Allí no encontrábamos, los mismos de siempre, primos, hermanos, tíos, tías, con un dolor inmenso por la partida de mi abuelo, conocido como el abuelote, por los biznietos.
El cementerio del este suele ser un sitio apacible, imagino para el que descansa. Para los vivos que visitamos semejante lugar, no por voluntad propia, más bien porque sino te toca llevar a ese ser adorado a cualquier otra necrópolis, es un lugar frío, distante.
Mi abuelo de nombre Florencio Alcalá, nació en Güiria estado Sucre, único estado del país con un puerto con salida al atlántico, y fue por ese puerto que decidió un día huir de un amor, embarcándose en un barco de pesca como cocinero, sin tener la menor idea de cómo freír ni un huevo, ni como pronunciar egg.
A su regreso ya bilingüe y experto chef, da rienda suelta a su necesidad de viajar y llega a Caripito, estado Monagas, se enamora (según contó) de la mujer más hermosa del oriente venezolano, se casa y años después emigra a la capital.
De esa unión nacen ocho hijos, 6 mujeres y dos hombres, a su vez y con el tiempo se casan y tienen prole, abundante prole.
Este hombre de un metro noventa de estatura, barba blanca, voz gruesa y dulce, decidió dejarnos, sí, realmente nos pidió que lo dejáramos partir, el cansancio de noventa años ya le pesaba, tanto amor sirvió para permitirle descansar, y dolió pero, al concertar su partida nos sirvió para amarlo y respetarlo con muchísima más intensidad.
################
» Lo que se pide
Reproduce literalmente el pasaje del texto sobre el abuelo que empieza con "El cementerio del" y sigue hasta "a la capital.".

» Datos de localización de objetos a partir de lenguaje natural
################
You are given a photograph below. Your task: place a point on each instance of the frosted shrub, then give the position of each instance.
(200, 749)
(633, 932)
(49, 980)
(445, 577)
################
» Solución
El cementerio del este suele ser un sitio apacible, imagino para el que descansa. Para los vivos que visitamos semejante lugar, no por voluntad propia, más bien porque sino te toca llevar a ese ser adorado a cualquier otra necrópolis, es un lugar frío, distante.
Mi abuelo de nombre Florencio Alcalá, nació en Güiria estado Sucre, único estado del país con un puerto con salida al atlántico, y fue por ese puerto que decidió un día huir de un amor, embarcándose en un barco de pesca como cocinero, sin tener la menor idea de cómo freír ni un huevo, ni como pronunciar egg.
A su regreso ya bilingüe y experto chef, da rienda suelta a su necesidad de viajar y llega a Caripito, estado Monagas, se enamora (según contó) de la mujer más hermosa del oriente venezolano, se casa y años después emigra a la capital.